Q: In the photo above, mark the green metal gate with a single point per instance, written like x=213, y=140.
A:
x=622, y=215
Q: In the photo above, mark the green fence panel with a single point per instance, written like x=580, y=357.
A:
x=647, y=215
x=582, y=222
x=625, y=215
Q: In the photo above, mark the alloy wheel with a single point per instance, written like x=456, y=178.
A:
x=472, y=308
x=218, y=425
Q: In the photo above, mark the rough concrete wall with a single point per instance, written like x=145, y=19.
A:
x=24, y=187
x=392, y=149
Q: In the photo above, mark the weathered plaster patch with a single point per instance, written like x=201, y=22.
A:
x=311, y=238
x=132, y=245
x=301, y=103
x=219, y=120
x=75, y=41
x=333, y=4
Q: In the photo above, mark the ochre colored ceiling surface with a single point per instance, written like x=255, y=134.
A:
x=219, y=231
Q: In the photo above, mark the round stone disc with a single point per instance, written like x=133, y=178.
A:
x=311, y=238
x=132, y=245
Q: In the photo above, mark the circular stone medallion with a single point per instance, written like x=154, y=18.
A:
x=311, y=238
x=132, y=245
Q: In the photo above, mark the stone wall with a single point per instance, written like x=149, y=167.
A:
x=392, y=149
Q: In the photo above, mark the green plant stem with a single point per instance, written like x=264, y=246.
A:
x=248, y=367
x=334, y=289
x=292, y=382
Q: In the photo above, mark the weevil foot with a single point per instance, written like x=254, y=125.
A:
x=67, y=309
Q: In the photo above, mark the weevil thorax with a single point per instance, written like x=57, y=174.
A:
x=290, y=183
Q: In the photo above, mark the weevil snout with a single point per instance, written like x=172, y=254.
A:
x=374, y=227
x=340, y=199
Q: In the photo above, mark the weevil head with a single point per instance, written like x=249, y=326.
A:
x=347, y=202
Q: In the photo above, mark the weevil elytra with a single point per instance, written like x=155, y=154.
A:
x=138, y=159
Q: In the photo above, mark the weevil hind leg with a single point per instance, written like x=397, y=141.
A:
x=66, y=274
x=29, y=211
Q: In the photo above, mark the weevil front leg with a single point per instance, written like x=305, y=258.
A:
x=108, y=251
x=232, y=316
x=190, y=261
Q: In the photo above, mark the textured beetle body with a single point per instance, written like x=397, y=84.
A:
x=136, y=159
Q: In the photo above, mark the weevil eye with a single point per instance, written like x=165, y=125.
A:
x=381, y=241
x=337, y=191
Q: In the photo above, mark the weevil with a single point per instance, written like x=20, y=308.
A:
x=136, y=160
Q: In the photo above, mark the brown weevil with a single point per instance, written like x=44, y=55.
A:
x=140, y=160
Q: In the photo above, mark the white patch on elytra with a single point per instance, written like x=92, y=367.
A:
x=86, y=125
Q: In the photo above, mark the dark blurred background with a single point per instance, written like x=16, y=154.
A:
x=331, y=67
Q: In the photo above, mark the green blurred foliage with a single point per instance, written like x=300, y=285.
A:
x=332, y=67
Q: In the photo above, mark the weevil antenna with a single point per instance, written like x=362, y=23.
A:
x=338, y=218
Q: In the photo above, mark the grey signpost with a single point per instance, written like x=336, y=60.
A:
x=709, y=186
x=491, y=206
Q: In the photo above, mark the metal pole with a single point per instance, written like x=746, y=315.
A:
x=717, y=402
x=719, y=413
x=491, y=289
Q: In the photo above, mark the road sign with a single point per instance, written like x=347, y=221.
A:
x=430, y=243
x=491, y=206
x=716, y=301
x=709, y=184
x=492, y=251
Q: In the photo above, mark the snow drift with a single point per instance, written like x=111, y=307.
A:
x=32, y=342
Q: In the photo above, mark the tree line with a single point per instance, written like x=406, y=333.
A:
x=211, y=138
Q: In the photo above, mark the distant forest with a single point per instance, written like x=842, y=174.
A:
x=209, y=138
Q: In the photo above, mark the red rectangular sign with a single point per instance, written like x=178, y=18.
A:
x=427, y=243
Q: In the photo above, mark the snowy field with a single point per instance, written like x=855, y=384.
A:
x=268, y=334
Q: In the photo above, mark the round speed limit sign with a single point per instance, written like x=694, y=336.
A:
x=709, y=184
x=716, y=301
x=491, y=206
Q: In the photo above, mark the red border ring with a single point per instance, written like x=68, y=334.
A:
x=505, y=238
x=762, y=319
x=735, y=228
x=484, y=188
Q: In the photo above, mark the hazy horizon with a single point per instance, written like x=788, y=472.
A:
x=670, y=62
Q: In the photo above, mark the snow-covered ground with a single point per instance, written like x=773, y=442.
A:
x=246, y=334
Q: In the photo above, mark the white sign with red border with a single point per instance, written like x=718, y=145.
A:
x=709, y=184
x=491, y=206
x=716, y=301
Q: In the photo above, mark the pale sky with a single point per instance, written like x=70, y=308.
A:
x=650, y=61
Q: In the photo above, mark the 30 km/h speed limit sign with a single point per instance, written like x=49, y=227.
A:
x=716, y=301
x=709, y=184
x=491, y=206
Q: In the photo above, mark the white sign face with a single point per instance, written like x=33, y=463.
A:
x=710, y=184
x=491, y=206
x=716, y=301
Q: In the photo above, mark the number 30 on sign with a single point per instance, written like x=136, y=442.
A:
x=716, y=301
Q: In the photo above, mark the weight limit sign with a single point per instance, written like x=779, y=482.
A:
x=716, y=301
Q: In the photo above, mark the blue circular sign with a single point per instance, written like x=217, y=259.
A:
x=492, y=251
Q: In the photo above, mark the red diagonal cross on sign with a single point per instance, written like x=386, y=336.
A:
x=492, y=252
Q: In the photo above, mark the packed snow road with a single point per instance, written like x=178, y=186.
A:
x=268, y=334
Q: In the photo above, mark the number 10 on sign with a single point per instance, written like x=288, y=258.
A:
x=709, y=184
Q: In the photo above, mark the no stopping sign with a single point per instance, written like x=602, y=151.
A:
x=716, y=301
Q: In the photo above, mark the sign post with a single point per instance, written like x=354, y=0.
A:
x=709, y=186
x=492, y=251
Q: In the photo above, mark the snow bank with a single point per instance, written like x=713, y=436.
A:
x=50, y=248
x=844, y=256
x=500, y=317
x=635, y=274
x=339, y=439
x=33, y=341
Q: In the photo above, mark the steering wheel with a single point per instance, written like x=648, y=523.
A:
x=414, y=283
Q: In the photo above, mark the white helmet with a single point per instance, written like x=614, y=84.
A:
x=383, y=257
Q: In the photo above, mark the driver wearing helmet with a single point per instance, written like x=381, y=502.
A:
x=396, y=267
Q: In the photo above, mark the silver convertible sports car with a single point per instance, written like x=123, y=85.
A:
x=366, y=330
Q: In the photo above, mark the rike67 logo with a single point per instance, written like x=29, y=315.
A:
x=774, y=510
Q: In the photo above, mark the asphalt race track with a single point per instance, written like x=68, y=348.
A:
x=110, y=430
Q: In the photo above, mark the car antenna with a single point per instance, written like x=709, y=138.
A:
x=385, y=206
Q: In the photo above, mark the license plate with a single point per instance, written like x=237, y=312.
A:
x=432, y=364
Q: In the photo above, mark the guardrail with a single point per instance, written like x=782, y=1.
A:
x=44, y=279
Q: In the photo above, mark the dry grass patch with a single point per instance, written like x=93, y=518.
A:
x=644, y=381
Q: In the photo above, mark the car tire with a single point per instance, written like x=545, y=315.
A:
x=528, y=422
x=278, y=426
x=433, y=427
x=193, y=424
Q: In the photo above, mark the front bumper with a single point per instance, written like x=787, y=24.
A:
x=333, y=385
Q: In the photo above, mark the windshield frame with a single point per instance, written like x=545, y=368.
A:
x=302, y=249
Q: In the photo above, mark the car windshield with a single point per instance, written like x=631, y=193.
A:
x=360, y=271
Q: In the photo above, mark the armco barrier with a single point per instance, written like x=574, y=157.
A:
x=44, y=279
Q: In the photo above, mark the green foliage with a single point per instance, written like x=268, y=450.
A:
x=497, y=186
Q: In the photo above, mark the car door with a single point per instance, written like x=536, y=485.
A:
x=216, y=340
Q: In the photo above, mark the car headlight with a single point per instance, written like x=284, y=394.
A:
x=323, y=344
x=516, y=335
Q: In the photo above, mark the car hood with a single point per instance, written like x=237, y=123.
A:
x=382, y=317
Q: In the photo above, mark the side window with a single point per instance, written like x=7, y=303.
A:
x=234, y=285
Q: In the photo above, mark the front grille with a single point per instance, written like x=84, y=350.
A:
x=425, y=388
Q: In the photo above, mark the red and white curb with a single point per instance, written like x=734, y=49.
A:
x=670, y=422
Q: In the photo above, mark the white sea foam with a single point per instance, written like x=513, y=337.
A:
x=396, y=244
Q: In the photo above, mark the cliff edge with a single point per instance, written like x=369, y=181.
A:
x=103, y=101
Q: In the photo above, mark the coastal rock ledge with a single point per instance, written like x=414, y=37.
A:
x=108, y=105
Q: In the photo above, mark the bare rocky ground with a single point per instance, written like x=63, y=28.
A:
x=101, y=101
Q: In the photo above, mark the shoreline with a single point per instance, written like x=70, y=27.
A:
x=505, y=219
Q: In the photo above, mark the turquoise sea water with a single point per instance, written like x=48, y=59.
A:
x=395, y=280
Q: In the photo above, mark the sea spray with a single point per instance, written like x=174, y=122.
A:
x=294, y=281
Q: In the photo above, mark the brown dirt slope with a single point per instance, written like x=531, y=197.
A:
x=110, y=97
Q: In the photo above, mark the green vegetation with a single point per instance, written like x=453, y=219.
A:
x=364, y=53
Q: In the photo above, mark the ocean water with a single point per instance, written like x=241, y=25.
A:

===

### Task instructions:
Search the entries above for the word "foliage" and copy each line where it appears.

### Answer below:
Q: In the photo above, mark the green blurred foliage with a single point per instance, written like x=300, y=285.
Q: In the photo above, mark the green foliage with a single point per instance, written like x=268, y=450.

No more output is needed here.